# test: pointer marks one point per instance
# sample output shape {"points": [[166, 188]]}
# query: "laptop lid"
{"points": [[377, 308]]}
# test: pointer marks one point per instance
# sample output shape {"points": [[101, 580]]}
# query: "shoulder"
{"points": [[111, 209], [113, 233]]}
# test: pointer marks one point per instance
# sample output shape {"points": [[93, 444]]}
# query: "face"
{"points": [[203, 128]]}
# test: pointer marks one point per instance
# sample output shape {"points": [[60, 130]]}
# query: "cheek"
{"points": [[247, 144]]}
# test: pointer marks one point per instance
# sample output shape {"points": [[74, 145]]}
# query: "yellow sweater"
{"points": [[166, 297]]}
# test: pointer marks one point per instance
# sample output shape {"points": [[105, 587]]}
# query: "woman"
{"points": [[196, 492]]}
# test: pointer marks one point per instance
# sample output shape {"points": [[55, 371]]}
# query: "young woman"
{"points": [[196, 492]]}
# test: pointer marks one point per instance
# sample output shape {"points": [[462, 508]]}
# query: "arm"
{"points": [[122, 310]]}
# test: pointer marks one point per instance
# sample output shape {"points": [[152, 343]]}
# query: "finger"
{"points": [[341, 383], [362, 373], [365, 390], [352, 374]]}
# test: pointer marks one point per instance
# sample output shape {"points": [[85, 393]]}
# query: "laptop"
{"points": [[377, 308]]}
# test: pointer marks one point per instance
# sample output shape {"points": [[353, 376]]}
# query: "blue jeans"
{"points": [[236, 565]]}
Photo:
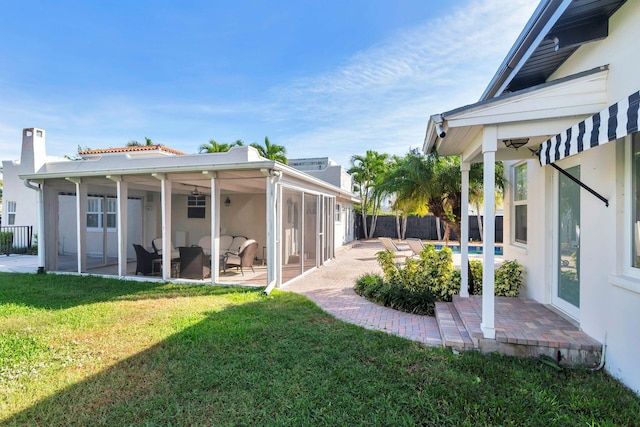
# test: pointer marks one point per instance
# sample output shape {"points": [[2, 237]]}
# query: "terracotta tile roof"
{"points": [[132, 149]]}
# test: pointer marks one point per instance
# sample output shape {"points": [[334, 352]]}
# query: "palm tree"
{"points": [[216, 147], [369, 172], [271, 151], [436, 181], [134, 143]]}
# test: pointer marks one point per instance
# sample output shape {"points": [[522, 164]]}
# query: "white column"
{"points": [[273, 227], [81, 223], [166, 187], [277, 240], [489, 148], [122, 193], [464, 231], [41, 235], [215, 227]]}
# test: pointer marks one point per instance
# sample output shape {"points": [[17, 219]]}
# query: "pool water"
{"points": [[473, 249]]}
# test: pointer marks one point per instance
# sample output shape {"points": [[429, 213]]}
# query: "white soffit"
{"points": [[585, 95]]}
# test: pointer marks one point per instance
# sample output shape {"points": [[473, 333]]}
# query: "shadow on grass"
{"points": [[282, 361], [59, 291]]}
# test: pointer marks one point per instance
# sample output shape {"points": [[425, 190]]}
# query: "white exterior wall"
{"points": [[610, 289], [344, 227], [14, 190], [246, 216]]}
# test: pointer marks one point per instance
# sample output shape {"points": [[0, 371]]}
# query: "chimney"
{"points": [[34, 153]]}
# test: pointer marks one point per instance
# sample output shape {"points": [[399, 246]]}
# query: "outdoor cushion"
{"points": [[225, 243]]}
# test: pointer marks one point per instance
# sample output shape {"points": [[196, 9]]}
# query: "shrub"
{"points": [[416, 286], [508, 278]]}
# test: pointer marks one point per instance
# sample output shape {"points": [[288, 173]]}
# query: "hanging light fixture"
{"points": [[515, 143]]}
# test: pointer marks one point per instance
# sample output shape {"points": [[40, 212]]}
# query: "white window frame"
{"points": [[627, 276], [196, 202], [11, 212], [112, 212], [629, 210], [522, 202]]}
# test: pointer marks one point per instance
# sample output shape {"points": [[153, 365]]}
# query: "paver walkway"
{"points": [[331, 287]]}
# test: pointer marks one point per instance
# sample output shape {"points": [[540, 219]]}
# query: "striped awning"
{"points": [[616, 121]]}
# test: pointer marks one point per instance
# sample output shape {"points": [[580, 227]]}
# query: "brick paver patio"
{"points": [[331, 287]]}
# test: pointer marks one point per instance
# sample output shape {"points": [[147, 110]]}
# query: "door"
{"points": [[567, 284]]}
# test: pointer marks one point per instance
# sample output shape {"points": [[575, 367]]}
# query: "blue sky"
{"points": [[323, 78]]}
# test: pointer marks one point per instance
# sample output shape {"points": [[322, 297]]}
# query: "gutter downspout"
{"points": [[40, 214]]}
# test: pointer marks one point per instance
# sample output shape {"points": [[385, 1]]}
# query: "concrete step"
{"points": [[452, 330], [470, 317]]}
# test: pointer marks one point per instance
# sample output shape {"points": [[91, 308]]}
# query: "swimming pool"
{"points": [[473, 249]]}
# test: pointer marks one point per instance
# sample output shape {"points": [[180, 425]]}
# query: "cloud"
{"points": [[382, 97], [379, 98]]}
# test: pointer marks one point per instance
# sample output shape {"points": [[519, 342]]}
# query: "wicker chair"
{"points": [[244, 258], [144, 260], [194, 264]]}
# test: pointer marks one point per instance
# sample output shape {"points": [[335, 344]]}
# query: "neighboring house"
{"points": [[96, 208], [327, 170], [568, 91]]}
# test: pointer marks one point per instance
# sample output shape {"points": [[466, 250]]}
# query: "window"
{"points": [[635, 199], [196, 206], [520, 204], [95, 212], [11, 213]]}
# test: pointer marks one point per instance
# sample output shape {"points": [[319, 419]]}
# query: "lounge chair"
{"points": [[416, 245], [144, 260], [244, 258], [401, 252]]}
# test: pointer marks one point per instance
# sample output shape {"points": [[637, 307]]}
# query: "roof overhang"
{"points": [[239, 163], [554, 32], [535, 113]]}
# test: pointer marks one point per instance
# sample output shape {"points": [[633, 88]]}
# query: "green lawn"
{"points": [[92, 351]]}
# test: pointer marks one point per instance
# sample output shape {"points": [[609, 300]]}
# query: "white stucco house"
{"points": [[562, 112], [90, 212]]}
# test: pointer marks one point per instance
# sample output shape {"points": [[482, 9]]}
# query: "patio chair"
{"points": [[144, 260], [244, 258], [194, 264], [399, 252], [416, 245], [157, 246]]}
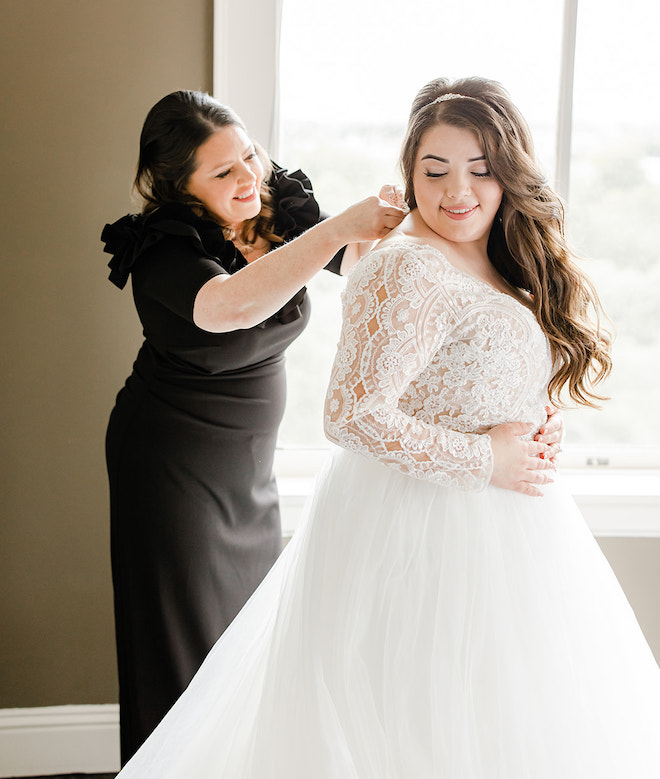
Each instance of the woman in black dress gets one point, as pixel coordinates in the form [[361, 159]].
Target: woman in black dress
***
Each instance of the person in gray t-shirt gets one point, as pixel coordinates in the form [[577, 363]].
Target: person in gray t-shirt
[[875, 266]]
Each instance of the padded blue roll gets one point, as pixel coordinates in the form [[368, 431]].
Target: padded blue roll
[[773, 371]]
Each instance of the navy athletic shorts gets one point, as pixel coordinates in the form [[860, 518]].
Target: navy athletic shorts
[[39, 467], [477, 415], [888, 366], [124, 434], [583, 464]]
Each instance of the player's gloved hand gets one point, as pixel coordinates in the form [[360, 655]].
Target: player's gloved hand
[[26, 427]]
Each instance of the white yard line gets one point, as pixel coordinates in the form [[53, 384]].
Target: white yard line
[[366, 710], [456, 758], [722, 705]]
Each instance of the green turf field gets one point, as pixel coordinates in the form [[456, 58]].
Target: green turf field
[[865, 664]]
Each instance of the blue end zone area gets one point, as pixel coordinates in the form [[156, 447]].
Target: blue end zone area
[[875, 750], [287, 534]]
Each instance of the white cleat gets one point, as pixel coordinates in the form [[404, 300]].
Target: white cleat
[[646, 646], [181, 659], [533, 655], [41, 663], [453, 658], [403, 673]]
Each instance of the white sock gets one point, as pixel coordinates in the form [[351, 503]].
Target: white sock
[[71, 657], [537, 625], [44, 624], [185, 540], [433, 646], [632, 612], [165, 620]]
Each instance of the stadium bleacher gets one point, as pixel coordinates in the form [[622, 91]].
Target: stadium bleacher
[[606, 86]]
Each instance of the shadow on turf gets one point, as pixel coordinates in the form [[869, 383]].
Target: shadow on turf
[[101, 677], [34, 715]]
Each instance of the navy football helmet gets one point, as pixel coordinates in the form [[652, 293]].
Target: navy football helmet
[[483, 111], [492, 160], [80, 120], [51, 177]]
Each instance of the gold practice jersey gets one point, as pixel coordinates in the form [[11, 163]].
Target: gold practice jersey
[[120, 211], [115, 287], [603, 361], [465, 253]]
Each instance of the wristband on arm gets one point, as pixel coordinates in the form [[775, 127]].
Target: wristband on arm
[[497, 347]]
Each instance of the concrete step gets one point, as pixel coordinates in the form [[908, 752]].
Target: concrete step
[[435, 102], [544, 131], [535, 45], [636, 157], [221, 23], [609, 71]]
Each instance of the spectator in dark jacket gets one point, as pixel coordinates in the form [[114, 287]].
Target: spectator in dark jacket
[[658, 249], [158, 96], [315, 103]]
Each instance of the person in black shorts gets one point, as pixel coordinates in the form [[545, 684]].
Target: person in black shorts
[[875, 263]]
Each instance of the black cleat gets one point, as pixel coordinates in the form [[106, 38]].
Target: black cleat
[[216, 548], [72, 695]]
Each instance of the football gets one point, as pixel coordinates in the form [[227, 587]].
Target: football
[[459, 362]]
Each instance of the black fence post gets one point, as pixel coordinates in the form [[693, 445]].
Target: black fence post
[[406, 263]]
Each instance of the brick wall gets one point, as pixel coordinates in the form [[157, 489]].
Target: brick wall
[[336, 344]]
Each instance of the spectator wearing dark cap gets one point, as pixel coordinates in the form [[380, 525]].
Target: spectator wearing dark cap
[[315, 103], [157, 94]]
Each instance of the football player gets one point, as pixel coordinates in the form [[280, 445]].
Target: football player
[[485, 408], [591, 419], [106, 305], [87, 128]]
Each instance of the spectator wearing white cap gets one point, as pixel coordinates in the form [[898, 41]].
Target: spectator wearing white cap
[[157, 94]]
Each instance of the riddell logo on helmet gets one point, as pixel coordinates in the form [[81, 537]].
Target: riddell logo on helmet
***
• TRY IT
In the records above, find each line with the word "riddell" and copy it.

• ANSWER TO THIS PROBLEM
Each instance of the riddell logo on helmet gets one point, as pixel coordinates in the form [[81, 537]].
Target: riddell logo on helmet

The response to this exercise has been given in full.